» Zu bearbeiten
**a)** Prüfen Sie, ob die folgenden Aussagen mit dem vorliegenden Text übereinstimmen, und belegen Sie jede Antwort (ja oder nein) mit den entscheidenden Worten des Textes im genauen Wortlaut: (i) Andere Fahrgäste boten an, für das Mädchen eine Fahrkarte zu kaufen. (ii) Der Börsengang der Bahn wurde endgültig aufgehoben. (iii) Die Entscheidung über die Leitung der Expertenrunde durch Hans Tietmeyer wurde noch am selben Tag rückgängig gemacht.
**b)** Schreiben Sie bitte aus dem vorliegenden Text wortgetreu den Abschnitt ab, der mit „Sieht man sich“ beginnt und bis einschließlich „endlich zu brechen.“ reicht.

» Vorliegender Text
□ □ □ □

Aber als wäre das nicht genug, sucht nun erneut ein menschlicher Skandal die Bahn heim, hat doch eine Zugbegleiterin eine Zwölfjährige, die ihren Fahrschein vergessen hatte, fünf Kilometer vor ihrem Zielbahnhof mitten im Dunkeln ganz allein und mit einem Cello auf dem Rücken ausgesetzt. Andere Fahrgäste hatten sogar angeboten, dem Mädchen eine Karte zu kaufen, doch nichts ließ die Begleiterin gelten – wer kein Fahrschein hat, der fliegt. Im übertragenen Sinne.
Dabei wurde eben diese Mitarbeiterin nun erst einmal selbst suspendiert, hat sie das ohnehin nicht makellose Image der preiswuchernden Bahn doch zusätzlich beschmutzt. Der lediglich verschobene (und leider nicht aufgehobene) Börsengang ist dabei doch in der jetzigen Zeit das Beste, was dem Unternehmen passieren konnte.
Sieht man sich an, zu welchem Häufchen Elend die internationale Banken- und Finanzkrise viele Menschen gerade degradiert hat, muss einem an sich ja die Zornesröte ins Gesicht steigen. Aber als wäre das nicht genug, glauben die Damen und Herren Politiker, sie könnten dem normalen Bürger nun erneut einen Bären aufbinden.
Jetzt gibt es Bestrebungen, die Gehälter der Manager zu begrenzen, oder sie gar mit ihrem Privatvermögen haftbar zu machen, um die "Vollkaskomentalität" der Verantwortlichen endlich zu brechen.
Das ist ja alles schön und gut, aber eben ein Gesetz, das Manager haftbar gemacht hätte, wollte der letzte Finanzminister Hans Eichel ja auf den Weg bringen – und wurde seiner Zeit von Fr. Merkel und ihrem Gebalg behindert.
Als wäre das nicht genug, hat die angeblich so beliebte Kanzlerin den Vorschlag gemacht, den 77jährigen Hans Tietmeyer zum Leiter einer Expertenrunde zu machen, um die Finanzkrise in den Griff zu bekommen – dass Herr Tietmeyer aber selbst die "Hypo Real Estate" an die Wand gefahren hat, musste man sich selbst erschließen! Getreu dem Motto, alle Sehenden mögen dem Blinden nachlaufen. Zum Glück wurde diese Entscheidung noch am selben Tag rückgängig gemacht, beziehungsweise obsolet. Und dann soll doch in der Tat jemand behaupten unsere Regierenden wären nicht darum bemüht, sich allerorts Aufsichtsratsplätze freizuschaufeln.

□ □ □ □

» Rohdaten
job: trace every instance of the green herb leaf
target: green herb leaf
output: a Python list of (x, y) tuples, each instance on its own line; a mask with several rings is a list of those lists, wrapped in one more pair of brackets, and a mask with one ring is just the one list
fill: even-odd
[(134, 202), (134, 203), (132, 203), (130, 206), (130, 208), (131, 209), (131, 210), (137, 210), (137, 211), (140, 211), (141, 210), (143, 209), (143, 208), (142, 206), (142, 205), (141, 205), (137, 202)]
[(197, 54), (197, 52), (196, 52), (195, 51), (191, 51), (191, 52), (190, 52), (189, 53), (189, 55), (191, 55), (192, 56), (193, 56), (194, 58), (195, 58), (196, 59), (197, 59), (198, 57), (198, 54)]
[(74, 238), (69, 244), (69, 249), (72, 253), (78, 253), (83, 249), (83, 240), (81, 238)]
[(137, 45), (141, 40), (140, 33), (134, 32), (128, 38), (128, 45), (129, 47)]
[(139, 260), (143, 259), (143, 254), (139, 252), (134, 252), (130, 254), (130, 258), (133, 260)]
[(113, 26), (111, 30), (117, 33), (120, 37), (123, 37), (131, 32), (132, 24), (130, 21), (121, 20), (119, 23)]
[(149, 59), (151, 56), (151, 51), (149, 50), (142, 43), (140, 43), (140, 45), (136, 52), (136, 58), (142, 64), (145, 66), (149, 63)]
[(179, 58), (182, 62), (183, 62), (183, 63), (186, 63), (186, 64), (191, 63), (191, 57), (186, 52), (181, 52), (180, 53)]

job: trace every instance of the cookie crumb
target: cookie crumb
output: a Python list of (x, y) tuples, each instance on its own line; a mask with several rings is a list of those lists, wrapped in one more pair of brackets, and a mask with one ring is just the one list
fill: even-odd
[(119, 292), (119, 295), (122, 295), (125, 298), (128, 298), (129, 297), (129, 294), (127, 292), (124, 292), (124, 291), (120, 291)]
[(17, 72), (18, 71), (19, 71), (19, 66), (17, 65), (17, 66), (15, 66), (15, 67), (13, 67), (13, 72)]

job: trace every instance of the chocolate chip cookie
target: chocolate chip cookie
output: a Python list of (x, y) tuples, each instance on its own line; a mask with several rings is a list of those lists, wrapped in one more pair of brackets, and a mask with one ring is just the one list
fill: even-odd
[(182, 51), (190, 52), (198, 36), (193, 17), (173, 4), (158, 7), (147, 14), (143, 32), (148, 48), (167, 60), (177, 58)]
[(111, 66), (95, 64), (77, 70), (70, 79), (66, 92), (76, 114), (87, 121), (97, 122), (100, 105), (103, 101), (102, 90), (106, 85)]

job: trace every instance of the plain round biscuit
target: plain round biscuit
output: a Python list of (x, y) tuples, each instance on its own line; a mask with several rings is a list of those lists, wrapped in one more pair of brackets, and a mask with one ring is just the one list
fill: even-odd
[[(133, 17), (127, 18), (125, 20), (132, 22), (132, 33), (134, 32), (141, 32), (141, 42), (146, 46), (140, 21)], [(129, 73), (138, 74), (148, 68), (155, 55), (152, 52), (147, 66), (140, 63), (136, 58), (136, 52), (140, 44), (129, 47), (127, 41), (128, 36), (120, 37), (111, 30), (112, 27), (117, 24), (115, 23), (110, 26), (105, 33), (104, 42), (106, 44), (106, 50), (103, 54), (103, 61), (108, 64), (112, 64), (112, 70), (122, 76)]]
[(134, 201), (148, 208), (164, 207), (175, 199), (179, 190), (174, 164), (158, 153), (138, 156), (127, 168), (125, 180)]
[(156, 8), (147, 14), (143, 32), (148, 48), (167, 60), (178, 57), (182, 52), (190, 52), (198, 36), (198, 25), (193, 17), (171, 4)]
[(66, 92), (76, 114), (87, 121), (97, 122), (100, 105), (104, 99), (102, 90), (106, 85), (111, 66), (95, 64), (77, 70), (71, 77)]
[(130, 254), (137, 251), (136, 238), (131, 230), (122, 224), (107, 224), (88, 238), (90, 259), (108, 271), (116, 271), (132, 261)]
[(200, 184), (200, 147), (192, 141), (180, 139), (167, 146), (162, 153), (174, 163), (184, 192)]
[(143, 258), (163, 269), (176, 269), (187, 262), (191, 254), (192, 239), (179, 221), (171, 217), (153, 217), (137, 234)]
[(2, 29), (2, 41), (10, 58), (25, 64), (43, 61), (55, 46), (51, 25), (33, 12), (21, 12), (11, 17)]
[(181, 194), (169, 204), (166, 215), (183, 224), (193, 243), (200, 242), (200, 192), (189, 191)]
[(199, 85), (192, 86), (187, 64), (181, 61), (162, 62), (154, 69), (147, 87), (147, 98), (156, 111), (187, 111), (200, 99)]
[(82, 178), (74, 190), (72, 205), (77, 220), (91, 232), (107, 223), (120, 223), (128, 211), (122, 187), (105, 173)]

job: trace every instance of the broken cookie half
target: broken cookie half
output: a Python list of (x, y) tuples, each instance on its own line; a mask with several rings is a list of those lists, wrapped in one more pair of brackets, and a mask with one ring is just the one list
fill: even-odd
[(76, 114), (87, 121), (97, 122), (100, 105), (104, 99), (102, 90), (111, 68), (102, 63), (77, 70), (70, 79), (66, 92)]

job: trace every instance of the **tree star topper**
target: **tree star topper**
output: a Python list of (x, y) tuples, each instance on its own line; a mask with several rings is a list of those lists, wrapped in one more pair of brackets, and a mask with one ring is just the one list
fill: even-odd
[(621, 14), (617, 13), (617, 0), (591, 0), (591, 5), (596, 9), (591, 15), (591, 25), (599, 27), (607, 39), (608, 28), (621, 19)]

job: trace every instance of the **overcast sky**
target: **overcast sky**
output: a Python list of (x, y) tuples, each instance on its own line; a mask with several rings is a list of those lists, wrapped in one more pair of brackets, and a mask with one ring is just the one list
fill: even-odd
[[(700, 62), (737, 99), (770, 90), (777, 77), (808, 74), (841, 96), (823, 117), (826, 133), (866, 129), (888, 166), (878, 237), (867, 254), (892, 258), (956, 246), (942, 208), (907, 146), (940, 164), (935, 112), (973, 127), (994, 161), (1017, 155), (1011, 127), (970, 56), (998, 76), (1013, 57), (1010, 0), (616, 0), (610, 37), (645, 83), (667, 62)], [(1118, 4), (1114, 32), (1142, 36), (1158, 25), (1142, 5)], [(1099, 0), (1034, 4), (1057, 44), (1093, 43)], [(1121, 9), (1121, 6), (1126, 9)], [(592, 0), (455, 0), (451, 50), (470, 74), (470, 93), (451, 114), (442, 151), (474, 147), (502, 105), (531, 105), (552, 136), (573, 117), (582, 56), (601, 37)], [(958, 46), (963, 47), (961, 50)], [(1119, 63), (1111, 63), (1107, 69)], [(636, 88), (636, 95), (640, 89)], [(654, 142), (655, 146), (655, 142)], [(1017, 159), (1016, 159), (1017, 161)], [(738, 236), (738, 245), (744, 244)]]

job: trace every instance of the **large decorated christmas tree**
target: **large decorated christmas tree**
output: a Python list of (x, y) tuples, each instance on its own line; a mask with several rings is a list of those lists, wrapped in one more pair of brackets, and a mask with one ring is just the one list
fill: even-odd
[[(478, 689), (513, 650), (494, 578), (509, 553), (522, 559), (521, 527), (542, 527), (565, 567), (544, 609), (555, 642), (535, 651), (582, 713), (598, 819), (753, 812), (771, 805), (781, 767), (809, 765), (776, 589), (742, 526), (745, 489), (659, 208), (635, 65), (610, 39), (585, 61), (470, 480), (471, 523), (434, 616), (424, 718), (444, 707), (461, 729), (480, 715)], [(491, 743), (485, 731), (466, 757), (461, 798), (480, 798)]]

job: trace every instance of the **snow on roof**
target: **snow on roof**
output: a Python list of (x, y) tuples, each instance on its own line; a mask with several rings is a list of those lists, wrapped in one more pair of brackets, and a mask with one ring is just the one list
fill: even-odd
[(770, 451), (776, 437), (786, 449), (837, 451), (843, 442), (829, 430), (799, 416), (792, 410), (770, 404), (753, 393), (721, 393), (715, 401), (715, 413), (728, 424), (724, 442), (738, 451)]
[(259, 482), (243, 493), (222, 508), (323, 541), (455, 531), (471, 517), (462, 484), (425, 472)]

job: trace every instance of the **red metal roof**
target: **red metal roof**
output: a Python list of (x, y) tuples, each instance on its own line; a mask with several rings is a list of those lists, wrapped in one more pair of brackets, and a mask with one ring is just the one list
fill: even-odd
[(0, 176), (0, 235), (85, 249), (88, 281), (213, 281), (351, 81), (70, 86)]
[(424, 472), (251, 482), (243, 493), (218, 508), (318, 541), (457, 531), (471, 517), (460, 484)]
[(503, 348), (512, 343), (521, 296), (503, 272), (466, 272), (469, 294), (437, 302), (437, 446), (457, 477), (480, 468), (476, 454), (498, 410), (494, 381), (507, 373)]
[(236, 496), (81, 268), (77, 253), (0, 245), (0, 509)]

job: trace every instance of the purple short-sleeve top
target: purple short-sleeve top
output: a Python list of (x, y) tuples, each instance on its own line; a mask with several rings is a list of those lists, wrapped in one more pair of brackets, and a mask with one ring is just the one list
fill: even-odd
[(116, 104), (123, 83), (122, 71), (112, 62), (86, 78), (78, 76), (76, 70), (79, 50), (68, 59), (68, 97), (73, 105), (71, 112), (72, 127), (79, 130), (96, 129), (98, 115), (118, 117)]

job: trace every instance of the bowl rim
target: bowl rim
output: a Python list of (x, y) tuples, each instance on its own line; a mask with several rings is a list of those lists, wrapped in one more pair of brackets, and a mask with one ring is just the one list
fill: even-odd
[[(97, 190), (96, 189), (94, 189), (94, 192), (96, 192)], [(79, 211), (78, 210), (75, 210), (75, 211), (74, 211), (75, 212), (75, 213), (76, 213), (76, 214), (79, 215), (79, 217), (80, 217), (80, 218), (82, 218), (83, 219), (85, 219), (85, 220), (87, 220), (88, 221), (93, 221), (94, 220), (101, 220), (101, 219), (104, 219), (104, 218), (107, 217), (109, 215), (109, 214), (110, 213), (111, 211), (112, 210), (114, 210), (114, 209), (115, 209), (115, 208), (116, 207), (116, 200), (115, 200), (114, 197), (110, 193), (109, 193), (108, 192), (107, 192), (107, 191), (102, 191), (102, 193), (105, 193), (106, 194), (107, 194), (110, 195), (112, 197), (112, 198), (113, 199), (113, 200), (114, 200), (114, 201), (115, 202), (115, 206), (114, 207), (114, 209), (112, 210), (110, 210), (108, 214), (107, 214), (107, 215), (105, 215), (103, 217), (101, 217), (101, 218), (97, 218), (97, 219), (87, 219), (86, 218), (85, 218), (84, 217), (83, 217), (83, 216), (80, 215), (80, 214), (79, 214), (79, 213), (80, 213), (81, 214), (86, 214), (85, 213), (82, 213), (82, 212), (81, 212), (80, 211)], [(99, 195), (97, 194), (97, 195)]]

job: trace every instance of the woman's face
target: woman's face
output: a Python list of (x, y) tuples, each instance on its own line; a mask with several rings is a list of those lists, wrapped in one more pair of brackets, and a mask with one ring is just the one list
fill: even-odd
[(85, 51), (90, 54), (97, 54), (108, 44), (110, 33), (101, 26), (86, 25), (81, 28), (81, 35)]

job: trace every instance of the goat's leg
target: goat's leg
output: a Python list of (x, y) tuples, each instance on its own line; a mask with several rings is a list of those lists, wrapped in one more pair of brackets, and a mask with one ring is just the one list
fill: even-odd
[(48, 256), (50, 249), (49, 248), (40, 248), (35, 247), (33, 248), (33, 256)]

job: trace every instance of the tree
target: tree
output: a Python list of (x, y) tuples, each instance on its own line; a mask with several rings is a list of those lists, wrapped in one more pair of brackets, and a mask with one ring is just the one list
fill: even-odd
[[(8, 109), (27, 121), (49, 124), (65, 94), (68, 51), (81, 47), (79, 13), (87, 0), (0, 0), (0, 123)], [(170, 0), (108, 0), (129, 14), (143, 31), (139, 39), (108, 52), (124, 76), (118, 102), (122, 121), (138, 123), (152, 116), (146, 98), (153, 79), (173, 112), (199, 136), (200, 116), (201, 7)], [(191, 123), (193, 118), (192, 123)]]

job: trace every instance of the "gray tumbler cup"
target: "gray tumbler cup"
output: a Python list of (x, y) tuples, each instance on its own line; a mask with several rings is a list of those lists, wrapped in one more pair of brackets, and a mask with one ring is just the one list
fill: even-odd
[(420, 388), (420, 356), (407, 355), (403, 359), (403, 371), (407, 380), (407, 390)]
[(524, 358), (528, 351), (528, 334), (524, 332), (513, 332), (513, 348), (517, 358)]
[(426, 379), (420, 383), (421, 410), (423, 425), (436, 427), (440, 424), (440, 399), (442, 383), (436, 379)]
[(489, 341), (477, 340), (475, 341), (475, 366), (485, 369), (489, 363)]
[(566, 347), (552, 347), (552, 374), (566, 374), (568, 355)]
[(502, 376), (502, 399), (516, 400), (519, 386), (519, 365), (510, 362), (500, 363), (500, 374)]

□ □ □ □

» Lösungen
**a)**
(i) Ja – „Andere Fahrgäste hatten sogar angeboten, dem Mädchen eine Karte zu kaufen“
(ii) Nein – „Der lediglich verschobene (und leider nicht aufgehobene) Börsengang“
(iii) Ja – „Zum Glück wurde diese Entscheidung noch am selben Tag rückgängig gemacht“

**b)**
Sieht man sich an, zu welchem Häufchen Elend die internationale Banken- und Finanzkrise viele Menschen gerade degradiert hat, muss einem an sich ja die Zornesröte ins Gesicht steigen. Aber als wäre das nicht genug, glauben die Damen und Herren Politiker, sie könnten dem normalen Bürger nun erneut einen Bären aufbinden.
Jetzt gibt es Bestrebungen, die Gehälter der Manager zu begrenzen, oder sie gar mit ihrem Privatvermögen haftbar zu machen, um die "Vollkaskomentalität" der Verantwortlichen endlich zu brechen.